TRANSPARÊNCIA QUE TRAZ SEGURANÇA E PAZ

Maria Eunice Gennari Silva

Fui comprar uma sandália e experimentei dois pares do mesmo modelo, da mesma cor, mas de numeração diferentes, 34 e 35. Ao meu lado, imediatamente, assentou-se uma criança de, mais ou menos, 8 anos e, com ela, o seu pai que permaneceu de pé.

Sorri para os dois e percebi que nenhum deles tinha a intenção de experimentar algum sapato. Percebi também que a menina me olhava ansiosamente. O pai, muito pouco à vontade, parecia torcer para que aquela cena ali - ele, a filha e eu - encerrasse o mais rápido possível.

Quando terminei de experimentar os dois números, 34 e 35, a menina me perguntou qual deles eu ia comprar. E respondi que era o número 35 porque tinha ficado mais confortável. Foi aí que tudo começou de maneira assustadora, pelo menos para mim.

Enquanto calçava o tênis que tinha saído de casa, rapidamente a menina pegou o par da sandália 35 e saiu correndo para o fundo da loja. O pai, por sua vez, muito calmamente, assentou-se ao meu lado tentando encontrar as palavras certas para conversar comigo. Eu, então, disse-lhe que estava tudo bem, mas que ele me contasse o que estava acontecendo, para que eu entendesse aquela cena meio intempestiva. E ele contou com todos os detalhes:

- A senhora nos perdoe, mas a mãe dela deu à luz esta semana e viu este modelo no site da loja, gostou muito e pediu pra gente vir comprar. Acontece que desta cor e deste número só tem um par. Ela viu quando a senhora pegou para experimentar, mas ficou na esperança de que o número 34 é que fosse lhe servir. Então, quero que tenha um pouco de paciência e aguarde aqui que eu já vi onde ela se escondeu. Vou conversar com ela e trazê-la para lhe devolver a sandália e pedir desculpas.

Enquanto ele me contava a história e, em seguida, buscava a menina, eu fui pensando em como resolver aquela situação. Mas, uma coisa ficou clara na minha cabeça, a menina, de fato, precisava vir conversar comigo. Além do mais, esta era uma decisão já tomada pelo pai, o que me deixou muito contente ao ver sua responsabilidade para com a transparência dos fatos, e junto com sua filha ainda criança.

Após 10 minutos pai e filha retornam. A criança me entrega a sandália pede desculpas e explica o porquê da sua atitude:

- Minha mãe está com os pés muito inchados e precisava desta sandália porque ajuda a desinchar os pés dela. Eu estava com muita vontade de levar pra minha mãe, porque, com o meu irmãozinho que nasceu, ela fica muito de pé e os pés dela cada vez mais inchados. Mas, meu pai já me explicou que eu não precisava ter saído correndo com a sandália. Eu fiz tudo errado, então me desculpa e pode levar a sandália. Ela é da senhora.

▸ ITENS

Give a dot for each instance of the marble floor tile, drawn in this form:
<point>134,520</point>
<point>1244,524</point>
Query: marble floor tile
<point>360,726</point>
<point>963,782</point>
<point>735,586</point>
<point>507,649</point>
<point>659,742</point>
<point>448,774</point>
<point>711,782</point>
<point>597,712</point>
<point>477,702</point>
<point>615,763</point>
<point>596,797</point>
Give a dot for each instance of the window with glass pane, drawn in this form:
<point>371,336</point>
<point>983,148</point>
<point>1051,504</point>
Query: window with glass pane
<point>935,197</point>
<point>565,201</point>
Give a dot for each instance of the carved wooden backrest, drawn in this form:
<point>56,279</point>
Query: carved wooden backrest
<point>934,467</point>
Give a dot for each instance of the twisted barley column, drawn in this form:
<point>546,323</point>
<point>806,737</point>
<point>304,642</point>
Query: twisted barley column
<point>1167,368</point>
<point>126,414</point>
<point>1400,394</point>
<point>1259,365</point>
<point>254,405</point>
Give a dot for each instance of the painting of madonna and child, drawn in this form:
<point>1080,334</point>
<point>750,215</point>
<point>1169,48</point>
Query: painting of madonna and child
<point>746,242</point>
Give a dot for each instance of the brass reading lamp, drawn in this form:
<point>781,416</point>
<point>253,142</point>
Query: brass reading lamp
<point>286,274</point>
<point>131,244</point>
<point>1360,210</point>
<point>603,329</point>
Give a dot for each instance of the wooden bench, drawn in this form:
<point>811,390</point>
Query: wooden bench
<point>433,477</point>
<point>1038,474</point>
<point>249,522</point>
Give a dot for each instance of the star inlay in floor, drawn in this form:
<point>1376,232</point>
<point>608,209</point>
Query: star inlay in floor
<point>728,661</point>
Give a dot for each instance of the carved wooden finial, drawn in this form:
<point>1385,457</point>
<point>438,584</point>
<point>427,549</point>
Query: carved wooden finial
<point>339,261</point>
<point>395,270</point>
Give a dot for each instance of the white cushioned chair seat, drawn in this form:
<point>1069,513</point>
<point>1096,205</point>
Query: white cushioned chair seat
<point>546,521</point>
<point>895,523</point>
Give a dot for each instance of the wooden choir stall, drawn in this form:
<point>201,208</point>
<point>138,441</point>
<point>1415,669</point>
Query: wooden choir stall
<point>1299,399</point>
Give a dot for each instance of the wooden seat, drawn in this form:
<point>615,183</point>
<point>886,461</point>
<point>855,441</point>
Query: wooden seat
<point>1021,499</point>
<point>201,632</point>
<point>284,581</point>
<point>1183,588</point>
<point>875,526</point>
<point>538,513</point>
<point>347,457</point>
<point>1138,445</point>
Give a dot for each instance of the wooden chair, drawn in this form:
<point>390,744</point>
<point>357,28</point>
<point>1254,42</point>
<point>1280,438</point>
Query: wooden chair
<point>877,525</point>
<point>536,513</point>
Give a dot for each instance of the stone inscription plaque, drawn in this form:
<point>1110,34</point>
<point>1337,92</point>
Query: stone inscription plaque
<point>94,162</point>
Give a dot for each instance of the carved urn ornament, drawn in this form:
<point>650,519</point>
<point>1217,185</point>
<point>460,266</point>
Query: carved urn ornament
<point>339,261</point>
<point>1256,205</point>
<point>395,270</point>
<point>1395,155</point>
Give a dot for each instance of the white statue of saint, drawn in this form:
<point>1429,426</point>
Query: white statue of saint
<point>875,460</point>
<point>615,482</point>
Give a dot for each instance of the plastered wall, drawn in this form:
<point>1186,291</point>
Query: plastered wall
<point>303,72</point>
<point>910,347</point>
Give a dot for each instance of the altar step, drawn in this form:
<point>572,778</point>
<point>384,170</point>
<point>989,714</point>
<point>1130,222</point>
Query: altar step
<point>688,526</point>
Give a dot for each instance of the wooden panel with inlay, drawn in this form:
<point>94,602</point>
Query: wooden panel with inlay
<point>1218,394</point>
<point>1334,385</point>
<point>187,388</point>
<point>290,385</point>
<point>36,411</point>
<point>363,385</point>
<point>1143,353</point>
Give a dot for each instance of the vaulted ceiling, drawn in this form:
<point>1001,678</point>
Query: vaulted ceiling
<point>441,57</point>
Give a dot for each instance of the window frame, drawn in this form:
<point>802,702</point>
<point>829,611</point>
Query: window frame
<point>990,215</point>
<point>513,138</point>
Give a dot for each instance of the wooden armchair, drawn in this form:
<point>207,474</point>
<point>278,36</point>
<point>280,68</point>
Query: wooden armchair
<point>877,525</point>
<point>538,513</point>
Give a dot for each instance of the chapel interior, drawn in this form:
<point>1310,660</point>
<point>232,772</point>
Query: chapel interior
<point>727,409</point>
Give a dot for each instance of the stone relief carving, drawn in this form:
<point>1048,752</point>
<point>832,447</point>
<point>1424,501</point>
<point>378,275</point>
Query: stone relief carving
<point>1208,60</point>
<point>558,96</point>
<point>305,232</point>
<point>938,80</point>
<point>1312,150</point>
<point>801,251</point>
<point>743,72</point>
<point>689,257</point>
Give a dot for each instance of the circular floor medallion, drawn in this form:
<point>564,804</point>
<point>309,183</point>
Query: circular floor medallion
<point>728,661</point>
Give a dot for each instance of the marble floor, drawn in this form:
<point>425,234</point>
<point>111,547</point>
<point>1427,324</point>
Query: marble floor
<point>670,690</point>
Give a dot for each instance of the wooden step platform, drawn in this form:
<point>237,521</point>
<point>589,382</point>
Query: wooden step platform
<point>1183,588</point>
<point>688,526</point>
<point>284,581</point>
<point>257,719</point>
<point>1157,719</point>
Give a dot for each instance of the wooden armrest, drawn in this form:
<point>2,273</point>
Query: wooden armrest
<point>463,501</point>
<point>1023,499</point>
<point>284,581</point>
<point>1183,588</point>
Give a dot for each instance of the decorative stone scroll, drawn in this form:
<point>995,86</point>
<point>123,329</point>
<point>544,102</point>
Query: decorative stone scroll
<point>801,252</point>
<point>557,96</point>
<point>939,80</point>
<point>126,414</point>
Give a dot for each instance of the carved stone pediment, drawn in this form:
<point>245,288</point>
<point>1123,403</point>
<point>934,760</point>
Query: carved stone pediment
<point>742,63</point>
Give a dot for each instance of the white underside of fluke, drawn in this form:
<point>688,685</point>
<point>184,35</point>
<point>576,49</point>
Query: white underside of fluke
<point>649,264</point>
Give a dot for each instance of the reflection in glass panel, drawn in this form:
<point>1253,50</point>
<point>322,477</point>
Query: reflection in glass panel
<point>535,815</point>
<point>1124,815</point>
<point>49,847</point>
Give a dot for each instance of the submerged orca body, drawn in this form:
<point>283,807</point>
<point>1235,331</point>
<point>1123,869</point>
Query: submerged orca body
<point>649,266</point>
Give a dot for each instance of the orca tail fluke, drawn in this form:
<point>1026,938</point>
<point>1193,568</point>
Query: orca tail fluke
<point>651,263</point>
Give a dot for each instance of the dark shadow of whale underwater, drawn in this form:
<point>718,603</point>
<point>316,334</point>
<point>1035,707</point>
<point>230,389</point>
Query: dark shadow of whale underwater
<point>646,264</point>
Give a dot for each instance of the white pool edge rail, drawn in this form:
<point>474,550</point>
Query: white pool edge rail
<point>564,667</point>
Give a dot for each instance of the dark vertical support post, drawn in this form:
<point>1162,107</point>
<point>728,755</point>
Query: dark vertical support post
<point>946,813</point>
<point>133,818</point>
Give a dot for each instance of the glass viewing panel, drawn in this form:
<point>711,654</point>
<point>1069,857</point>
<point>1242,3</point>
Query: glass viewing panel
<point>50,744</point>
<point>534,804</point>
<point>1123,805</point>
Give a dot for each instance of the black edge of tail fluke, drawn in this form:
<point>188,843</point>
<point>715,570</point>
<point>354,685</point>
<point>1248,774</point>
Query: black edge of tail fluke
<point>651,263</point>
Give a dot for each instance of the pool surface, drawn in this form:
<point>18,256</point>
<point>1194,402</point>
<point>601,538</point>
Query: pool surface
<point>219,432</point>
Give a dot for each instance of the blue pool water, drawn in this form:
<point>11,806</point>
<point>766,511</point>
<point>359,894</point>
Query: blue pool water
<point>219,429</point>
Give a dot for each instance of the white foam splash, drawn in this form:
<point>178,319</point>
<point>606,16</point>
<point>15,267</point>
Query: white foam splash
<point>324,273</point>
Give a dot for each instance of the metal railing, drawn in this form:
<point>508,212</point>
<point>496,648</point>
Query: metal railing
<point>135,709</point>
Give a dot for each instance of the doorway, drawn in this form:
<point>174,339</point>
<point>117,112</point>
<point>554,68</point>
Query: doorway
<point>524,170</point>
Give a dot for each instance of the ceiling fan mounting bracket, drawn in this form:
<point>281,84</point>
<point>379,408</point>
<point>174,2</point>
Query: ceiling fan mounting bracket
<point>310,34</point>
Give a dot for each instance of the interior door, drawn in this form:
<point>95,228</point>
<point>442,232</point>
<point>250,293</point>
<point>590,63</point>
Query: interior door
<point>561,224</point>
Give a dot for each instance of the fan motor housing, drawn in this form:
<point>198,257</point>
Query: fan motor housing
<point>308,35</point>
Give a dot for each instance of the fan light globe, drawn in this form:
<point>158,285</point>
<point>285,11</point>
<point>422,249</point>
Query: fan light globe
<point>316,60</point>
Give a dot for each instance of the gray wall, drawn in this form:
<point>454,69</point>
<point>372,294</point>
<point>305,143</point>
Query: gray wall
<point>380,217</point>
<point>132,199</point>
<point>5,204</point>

▸ SOLICITAÇÃO ESCRITA 1
Reproduza fielmente o trecho da crônica sobre a sandália que começa em "TRANSPARÊNCIA QUE TRAZ" e termina em "mais rápido possível.".
▸ SOLICITAÇÃO ESCRITA 2
Prossiga com a crônica sobre a sandália, começando logo depois da última frase.

▸ RESPOSTA ESCRITA 1
TRANSPARÊNCIA QUE TRAZ SEGURANÇA E PAZ

Maria Eunice Gennari Silva

Fui comprar uma sandália e experimentei dois pares do mesmo modelo, da mesma cor, mas de numeração diferentes, 34 e 35. Ao meu lado, imediatamente, assentou-se uma criança de, mais ou menos, 8 anos e, com ela, o seu pai que permaneceu de pé.

Sorri para os dois e percebi que nenhum deles tinha a intenção de experimentar algum sapato. Percebi também que a menina me olhava ansiosamente. O pai, muito pouco à vontade, parecia torcer para que aquela cena ali - ele, a filha e eu - encerrasse o mais rápido possível.

▸ RESPOSTA ESCRITA 2
Pedi pra ela sentar-se ao meu lado, perguntei o seu nome e lhe disse que tinha encontrado uma solução para nós duas. Contei que ali pertinho de onde estávamos assentadas tinha outra sandália número 35, da mesma cor, modelo um pouco diferente, mas que tinha ficado excelente nos meus pés. Calcei as sandálias e perguntei o que ela achava. E ela me respondeu:

- Esta ficou até mais bonita no seu pé. E parece mais com a senhora que é bem mais velha que a minha mãe. E aquela vai ficar muito bonita no pé da minha mãe, porque minha mãe é bem mais novinha.

Logo em seguida, ela completou sua fala:

- Então, posso ficar com a que a senhora ia levar?

Depois destas considerações honestas, verdadeiras, ditas com muita transparência e vindas de uma criança de 8 anos, eu só podia responder sim.

Conversamos mais alguns minutos sobre o ocorrido e chegamos a mesma conclusão – quando há transparência na comunicação, a possibilidade de resolver problemas é muito maior, porque ela acontece de forma mais fácil, mais rápida e serenamente.  

Ao nos despedir, agradeci aos dois o prazer em conhecê-los.

É muito bom saber que existe um pai que conversa com sua filha a respeito de atitudes intempestivas e suas consequências. E, ao mesmo tempo, oferece a ela a oportunidade de refletir e reconstruir, na sua mente, a oportunidade de buscar uma nova atitude.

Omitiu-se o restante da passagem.